§ SET EXERCISE
Could you reproduce, word for word, the entries below from the line containing "Where can you see the stone paving" through the last line of the entries, including both of those lines?

● ● ● ● ●

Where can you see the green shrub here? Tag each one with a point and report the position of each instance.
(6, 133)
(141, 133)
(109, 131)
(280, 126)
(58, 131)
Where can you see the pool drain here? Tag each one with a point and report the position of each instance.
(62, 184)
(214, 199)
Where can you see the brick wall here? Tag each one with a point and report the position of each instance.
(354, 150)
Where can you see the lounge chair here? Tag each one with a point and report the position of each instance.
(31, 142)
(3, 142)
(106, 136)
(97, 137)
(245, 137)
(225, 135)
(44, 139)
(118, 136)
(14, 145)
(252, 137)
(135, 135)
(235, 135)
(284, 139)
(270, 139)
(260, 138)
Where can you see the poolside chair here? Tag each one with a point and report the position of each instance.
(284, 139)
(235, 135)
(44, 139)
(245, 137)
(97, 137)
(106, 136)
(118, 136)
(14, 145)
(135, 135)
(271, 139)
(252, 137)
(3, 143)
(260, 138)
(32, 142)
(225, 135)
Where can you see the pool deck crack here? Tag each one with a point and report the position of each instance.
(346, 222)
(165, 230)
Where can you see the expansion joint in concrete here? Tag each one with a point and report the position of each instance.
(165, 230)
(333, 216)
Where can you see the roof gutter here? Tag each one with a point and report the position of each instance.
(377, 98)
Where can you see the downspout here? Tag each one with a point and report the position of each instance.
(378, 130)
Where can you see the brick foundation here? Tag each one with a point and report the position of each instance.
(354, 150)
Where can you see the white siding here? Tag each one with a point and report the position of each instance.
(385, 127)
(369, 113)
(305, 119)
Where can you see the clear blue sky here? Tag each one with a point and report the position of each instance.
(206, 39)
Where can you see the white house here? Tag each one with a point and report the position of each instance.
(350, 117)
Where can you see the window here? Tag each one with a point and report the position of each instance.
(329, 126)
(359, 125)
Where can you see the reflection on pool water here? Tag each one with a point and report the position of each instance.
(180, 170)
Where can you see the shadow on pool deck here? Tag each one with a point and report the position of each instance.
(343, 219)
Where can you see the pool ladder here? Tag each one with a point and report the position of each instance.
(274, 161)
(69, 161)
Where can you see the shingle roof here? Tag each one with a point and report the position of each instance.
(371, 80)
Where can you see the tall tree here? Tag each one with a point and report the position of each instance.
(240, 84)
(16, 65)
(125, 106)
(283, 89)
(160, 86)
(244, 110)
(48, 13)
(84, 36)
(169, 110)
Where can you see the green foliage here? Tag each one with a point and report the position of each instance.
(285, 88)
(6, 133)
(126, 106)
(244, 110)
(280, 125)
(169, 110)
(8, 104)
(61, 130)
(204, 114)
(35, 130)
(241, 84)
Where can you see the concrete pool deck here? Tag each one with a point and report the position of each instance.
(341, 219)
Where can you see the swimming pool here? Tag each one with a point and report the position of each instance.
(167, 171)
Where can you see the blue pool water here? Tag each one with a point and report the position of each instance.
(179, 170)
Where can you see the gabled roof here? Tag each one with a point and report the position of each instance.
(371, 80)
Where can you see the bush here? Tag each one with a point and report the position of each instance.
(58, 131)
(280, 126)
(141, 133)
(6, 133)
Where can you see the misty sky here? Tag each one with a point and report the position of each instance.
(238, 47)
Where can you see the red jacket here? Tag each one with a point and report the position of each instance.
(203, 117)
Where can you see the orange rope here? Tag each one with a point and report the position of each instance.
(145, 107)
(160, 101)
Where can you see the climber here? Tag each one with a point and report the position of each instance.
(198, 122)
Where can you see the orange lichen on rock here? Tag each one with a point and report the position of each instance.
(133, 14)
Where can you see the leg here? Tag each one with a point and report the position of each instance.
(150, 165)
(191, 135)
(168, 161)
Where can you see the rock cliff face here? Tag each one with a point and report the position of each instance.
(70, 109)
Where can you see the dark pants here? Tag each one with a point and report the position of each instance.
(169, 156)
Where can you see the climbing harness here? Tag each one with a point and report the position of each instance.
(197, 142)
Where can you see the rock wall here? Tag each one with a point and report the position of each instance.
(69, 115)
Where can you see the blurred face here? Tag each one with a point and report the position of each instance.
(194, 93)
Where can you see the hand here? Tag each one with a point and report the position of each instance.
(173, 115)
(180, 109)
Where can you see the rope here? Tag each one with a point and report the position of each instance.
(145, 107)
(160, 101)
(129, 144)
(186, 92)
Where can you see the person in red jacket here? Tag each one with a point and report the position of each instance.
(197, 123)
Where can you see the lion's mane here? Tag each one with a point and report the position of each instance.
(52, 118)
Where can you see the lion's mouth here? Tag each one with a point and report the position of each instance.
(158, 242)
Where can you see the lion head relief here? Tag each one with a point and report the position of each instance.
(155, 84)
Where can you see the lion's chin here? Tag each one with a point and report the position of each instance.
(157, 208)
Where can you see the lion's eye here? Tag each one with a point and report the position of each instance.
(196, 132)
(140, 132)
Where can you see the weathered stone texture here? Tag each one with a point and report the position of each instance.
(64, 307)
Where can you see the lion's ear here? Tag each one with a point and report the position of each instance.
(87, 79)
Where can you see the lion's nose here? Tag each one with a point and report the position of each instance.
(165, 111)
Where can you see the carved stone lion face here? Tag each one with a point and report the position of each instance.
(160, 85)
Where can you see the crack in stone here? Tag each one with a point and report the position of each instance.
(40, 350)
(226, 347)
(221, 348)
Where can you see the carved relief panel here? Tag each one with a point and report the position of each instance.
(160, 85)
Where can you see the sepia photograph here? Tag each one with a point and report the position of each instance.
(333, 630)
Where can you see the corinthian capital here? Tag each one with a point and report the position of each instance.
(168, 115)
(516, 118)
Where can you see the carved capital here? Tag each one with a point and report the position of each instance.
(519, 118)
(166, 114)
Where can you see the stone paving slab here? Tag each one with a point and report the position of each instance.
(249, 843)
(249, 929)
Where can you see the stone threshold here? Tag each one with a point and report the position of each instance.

● ● ● ● ●

§ OUTPUT FOR THIS EXERCISE
Where can you see the stone paving slab here? Tag each one with a point and report the position of each instance.
(249, 843)
(249, 929)
Where can you see the stone threshold here? Tag each one with a point and report the position of each instance.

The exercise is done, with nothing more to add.